- **Directions**
Rewrite the items from the start through the line containing "173], [111, 89, 158, 146]]", replacing "model" with "detector" and changing nothing else. Leave the pictures out of your answer.
══ Dataset records
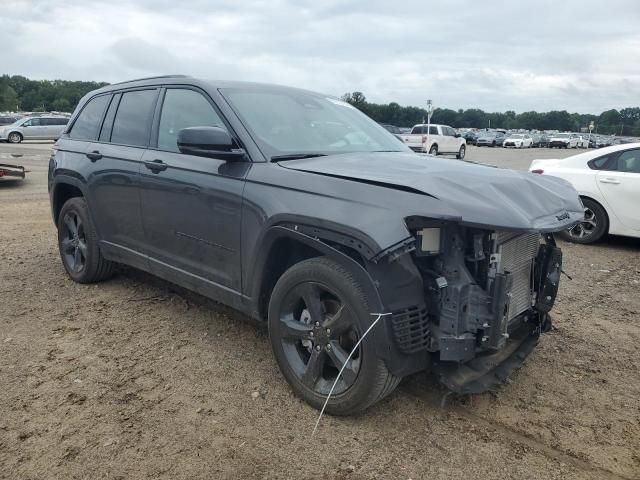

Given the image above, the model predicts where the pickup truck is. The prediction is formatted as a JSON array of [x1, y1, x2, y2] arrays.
[[400, 124, 467, 160]]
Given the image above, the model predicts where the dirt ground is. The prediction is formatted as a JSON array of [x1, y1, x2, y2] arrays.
[[0, 144, 640, 479]]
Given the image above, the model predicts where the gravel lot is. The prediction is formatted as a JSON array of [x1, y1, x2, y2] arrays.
[[0, 144, 640, 479]]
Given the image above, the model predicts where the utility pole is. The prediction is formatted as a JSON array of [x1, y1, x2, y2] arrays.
[[427, 100, 433, 153]]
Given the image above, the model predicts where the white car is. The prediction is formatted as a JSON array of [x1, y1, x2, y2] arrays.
[[502, 133, 533, 148], [549, 133, 578, 148], [529, 143, 640, 243], [400, 123, 467, 160]]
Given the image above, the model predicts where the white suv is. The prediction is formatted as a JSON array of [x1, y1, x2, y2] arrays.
[[400, 123, 467, 159], [0, 115, 69, 143]]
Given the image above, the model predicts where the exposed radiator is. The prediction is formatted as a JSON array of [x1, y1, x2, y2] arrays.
[[496, 232, 540, 320]]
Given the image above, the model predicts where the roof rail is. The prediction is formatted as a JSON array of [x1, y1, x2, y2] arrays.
[[108, 75, 188, 86]]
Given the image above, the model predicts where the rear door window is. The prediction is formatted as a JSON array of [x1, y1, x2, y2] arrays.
[[158, 88, 226, 152], [69, 95, 111, 140], [616, 149, 640, 173], [111, 89, 158, 146]]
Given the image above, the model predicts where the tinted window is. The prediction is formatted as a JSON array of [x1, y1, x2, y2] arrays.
[[587, 155, 615, 170], [22, 118, 41, 127], [616, 150, 640, 173], [158, 89, 225, 152], [111, 90, 157, 146], [98, 93, 121, 142], [69, 95, 111, 140]]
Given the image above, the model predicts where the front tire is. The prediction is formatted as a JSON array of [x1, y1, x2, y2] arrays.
[[559, 198, 609, 244], [268, 257, 400, 415], [58, 197, 115, 283]]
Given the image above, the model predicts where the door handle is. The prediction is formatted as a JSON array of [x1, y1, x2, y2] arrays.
[[87, 150, 102, 162], [600, 178, 620, 185], [144, 159, 169, 173]]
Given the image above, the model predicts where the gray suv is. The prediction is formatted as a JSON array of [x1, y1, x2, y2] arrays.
[[49, 76, 584, 415], [0, 115, 69, 143]]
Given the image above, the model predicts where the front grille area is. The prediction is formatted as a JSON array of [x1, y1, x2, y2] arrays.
[[496, 232, 540, 320], [391, 307, 431, 353]]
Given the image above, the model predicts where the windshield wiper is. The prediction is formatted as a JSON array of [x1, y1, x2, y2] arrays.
[[271, 153, 327, 162]]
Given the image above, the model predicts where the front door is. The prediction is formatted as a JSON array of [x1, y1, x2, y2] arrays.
[[597, 149, 640, 231], [140, 87, 251, 293]]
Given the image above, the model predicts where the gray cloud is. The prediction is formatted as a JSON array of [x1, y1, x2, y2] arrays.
[[0, 0, 640, 112]]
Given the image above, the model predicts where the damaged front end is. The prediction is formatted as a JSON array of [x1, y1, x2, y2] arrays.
[[380, 217, 562, 393]]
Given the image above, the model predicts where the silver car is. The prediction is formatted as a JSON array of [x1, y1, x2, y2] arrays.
[[0, 115, 69, 143]]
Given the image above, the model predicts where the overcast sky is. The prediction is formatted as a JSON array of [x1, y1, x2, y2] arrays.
[[0, 0, 640, 113]]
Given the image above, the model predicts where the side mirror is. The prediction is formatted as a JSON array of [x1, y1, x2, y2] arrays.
[[177, 127, 246, 160]]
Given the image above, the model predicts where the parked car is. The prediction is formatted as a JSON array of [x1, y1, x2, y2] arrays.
[[0, 115, 19, 127], [549, 133, 578, 148], [476, 132, 505, 147], [48, 76, 584, 415], [502, 133, 533, 148], [380, 123, 403, 142], [462, 130, 478, 145], [529, 143, 640, 243], [0, 115, 69, 143], [0, 163, 25, 181], [401, 124, 467, 159]]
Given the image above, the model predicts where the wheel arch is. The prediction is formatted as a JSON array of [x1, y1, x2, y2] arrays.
[[51, 178, 86, 225], [249, 225, 383, 320]]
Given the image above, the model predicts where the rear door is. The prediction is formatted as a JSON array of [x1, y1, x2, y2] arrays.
[[86, 87, 159, 269], [140, 86, 251, 292], [597, 148, 640, 231]]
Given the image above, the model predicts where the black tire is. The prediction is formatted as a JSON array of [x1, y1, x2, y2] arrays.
[[268, 257, 400, 415], [559, 198, 609, 244], [58, 197, 115, 283], [7, 132, 22, 143]]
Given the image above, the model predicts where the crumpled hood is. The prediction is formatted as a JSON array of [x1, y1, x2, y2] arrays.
[[280, 152, 584, 231]]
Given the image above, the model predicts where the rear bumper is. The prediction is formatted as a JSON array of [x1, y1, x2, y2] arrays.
[[0, 163, 25, 178]]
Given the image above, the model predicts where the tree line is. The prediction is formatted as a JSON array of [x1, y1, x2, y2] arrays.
[[0, 75, 640, 136], [0, 75, 108, 112], [342, 92, 640, 136]]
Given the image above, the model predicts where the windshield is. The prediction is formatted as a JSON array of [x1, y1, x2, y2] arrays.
[[220, 87, 410, 157]]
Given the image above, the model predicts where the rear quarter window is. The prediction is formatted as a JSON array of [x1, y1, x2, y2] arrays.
[[111, 89, 158, 146]]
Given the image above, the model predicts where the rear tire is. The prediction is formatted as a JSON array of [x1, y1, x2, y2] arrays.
[[559, 198, 609, 244], [268, 257, 400, 415], [58, 197, 115, 283]]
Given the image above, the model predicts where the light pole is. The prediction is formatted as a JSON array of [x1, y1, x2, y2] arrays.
[[427, 100, 433, 153]]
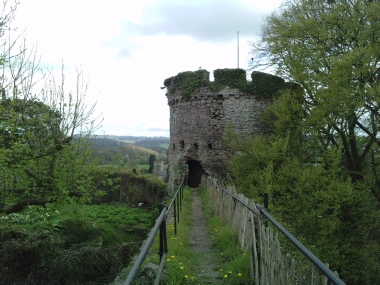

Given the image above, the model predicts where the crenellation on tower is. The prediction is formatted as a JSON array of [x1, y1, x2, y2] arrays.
[[164, 69, 284, 189]]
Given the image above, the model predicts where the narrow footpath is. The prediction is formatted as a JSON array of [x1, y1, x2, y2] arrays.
[[190, 188, 223, 284]]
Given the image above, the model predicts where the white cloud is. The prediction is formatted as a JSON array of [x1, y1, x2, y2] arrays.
[[11, 0, 279, 136]]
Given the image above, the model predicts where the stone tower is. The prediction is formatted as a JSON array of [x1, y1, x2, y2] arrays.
[[164, 69, 284, 189]]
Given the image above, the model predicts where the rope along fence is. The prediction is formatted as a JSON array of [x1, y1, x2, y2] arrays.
[[201, 177, 345, 285]]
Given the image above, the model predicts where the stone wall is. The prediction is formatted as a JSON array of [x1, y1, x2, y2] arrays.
[[166, 70, 269, 189]]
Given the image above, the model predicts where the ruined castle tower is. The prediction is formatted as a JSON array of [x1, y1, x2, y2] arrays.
[[164, 69, 284, 189]]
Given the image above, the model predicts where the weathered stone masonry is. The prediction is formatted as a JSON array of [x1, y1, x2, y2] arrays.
[[165, 68, 276, 189]]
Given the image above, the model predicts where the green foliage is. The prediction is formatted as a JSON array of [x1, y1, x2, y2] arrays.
[[243, 0, 380, 284], [164, 68, 288, 99], [248, 71, 285, 98], [148, 154, 156, 173], [0, 203, 155, 284], [171, 69, 209, 99], [210, 68, 247, 90]]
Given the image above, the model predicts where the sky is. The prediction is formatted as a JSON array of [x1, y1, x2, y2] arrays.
[[12, 0, 281, 137]]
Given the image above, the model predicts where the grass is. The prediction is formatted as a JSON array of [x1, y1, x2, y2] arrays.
[[0, 203, 154, 284], [138, 187, 251, 285]]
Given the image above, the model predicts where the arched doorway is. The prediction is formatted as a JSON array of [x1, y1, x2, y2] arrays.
[[187, 160, 205, 188]]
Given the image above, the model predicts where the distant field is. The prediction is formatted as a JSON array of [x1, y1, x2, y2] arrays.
[[118, 140, 136, 144]]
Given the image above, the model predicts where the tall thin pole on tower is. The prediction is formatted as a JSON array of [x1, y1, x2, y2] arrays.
[[237, 31, 239, 68]]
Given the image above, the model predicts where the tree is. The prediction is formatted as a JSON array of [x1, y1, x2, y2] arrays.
[[252, 0, 380, 202], [0, 1, 102, 212], [148, 154, 156, 173], [226, 0, 380, 284]]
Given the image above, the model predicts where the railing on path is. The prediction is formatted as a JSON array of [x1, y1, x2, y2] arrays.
[[202, 177, 345, 285], [124, 176, 186, 285]]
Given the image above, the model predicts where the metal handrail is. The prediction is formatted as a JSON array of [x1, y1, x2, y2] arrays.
[[208, 177, 346, 285], [124, 176, 185, 285]]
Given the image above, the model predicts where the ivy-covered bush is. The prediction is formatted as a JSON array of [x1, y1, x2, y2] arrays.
[[212, 68, 247, 90], [164, 68, 288, 99], [247, 71, 285, 98], [171, 69, 210, 99]]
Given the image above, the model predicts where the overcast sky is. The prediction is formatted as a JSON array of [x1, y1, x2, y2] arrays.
[[14, 0, 281, 136]]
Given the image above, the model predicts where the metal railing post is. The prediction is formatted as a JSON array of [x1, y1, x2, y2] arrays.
[[158, 204, 168, 260], [173, 196, 177, 235]]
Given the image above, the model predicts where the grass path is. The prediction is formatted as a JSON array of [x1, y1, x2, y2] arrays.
[[190, 189, 223, 283]]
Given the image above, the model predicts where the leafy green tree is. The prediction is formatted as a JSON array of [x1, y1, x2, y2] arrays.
[[148, 154, 156, 173], [0, 1, 98, 212], [252, 0, 380, 201], [225, 0, 380, 284]]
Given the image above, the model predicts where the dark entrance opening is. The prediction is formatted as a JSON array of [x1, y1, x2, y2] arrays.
[[187, 160, 205, 188]]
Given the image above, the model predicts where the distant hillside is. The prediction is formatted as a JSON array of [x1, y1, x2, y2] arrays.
[[89, 136, 169, 164], [93, 135, 170, 154]]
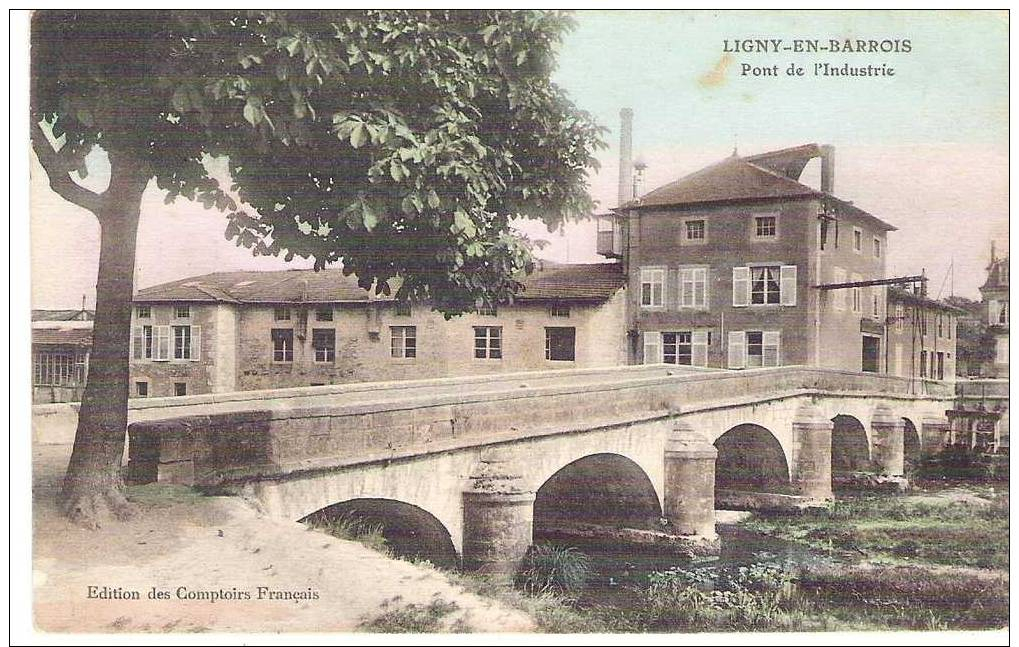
════
- **Completed task**
Given the image above, the detector predicts where the pickup truck is. The prediction is formatted as a JSON array of [x1, y1, x2, y2] arrays.
[[400, 124, 467, 160]]
Given the image above, the detector predicts where the dirt ground is. The prediction is formatted as a JSON array of [x1, y1, x2, y2] arrays.
[[0, 144, 640, 479]]
Given the image above, the detector predicts where the gravel lot is. The prediction is formatted as a JSON array of [x1, y1, x2, y2] arrays.
[[0, 144, 640, 479]]
Given the image above, the detector predicts where the utility pole is. The prediction is formatted as a JSON array of [x1, y1, x2, y2] arrays.
[[427, 100, 433, 153]]
Given the image above, the detector predicts where the white car is. The prediction is formatted as a JSON array of [x1, y1, x2, y2] arrays.
[[502, 133, 533, 148], [549, 133, 578, 148], [529, 143, 640, 243], [400, 123, 467, 160]]
Given the image above, the detector predicts where the white suv is. The prediction is formatted as a JSON array of [x1, y1, x2, y2] arrays.
[[400, 123, 467, 159], [0, 115, 69, 143]]
Given the image above, the detector predicts where the exposed radiator is. The prediction is formatted as a JSON array of [x1, y1, x2, y2] arrays.
[[496, 232, 540, 320]]
Given the image above, the detector predicts where the roof rail is. The prediction is formatted as a JSON array of [x1, y1, x2, y2] arrays.
[[108, 75, 188, 86]]
Given the image above, the detector predicts where the rear door window is. The prediction is formatted as a JSON array of [x1, y1, x2, y2] arrays.
[[158, 88, 226, 152], [69, 95, 111, 140], [616, 149, 640, 173], [111, 89, 158, 146]]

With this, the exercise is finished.